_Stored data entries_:

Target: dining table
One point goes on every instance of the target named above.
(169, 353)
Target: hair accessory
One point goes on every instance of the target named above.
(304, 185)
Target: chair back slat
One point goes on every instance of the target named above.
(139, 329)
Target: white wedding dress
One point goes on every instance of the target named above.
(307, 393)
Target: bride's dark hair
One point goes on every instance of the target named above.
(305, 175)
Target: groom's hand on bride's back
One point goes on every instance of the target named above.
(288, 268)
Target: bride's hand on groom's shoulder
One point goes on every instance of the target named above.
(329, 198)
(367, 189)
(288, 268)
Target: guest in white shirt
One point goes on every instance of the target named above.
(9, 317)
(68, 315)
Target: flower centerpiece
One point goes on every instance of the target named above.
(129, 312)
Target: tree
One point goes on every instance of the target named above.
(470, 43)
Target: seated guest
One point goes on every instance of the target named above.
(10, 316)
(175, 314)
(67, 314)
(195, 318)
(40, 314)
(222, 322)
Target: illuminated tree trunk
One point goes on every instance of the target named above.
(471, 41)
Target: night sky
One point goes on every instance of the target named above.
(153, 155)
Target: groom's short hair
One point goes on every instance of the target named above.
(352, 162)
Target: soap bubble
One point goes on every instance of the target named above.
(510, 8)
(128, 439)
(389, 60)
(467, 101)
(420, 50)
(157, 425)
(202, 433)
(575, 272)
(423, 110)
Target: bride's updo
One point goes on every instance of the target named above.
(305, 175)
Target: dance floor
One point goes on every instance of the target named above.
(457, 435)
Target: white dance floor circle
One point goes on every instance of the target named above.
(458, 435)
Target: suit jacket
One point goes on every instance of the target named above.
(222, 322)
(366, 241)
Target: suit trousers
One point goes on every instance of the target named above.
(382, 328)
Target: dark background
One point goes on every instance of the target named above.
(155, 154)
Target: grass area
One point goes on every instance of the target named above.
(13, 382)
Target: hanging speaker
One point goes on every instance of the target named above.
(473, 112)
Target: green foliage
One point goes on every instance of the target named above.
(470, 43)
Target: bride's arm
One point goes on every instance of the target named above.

_WHAT THIS TASK INVOLVES_:
In the records above, how many lines include the string "floor"? Answer with only the number.

_ANSWER BOX_:
2